Position annotation data ::
"""

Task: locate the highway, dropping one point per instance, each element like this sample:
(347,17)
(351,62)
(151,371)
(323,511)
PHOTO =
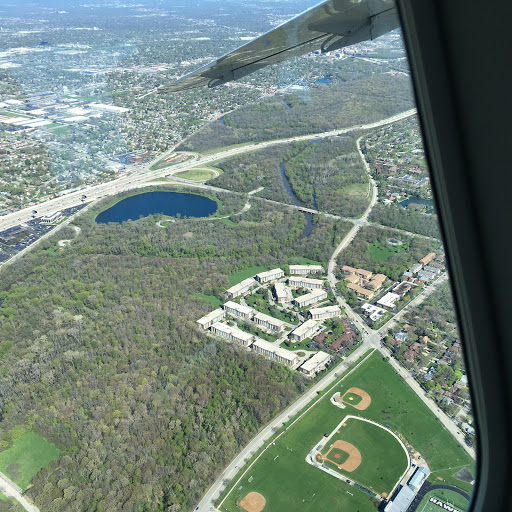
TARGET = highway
(140,174)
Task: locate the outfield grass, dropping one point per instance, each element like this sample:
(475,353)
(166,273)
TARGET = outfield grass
(383,253)
(244,274)
(211,299)
(285,479)
(30,452)
(452,498)
(383,458)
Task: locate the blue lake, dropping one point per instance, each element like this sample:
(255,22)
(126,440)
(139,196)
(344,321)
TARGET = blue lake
(151,203)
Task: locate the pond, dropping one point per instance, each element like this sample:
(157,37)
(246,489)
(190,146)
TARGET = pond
(173,204)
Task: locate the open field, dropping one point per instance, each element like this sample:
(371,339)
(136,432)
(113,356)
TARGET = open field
(445,495)
(285,479)
(29,453)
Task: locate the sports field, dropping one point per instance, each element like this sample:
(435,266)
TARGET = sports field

"""

Task details ::
Copy every line of the data above verbatim, but omit the pictures.

The answer ::
Task: locate the highway, dropping one point per instance, each element like this sample:
(347,17)
(351,62)
(151,371)
(323,511)
PHOTO =
TARGET = highway
(140,174)
Task: locate the outfield grass, dropping one point per instance, each element like this sample:
(475,353)
(166,273)
TARGET = outfield grass
(383,253)
(244,274)
(211,299)
(285,479)
(30,452)
(452,498)
(383,458)
Task: locate the blue lake, dropping one point per instance, each element like this sample:
(255,22)
(126,440)
(139,196)
(344,321)
TARGET = blue lake
(151,203)
Task: locate the pond, dropping one point per instance, each element like this sample:
(157,37)
(246,489)
(190,146)
TARGET = pond
(173,204)
Task: locate the open field, dropping one point per instance, each element like this sample:
(371,339)
(136,432)
(113,356)
TARGET = open field
(445,495)
(285,479)
(29,453)
Task: locate the sports field, dropping one point per instance, each element like this sample:
(435,266)
TARGET = sports field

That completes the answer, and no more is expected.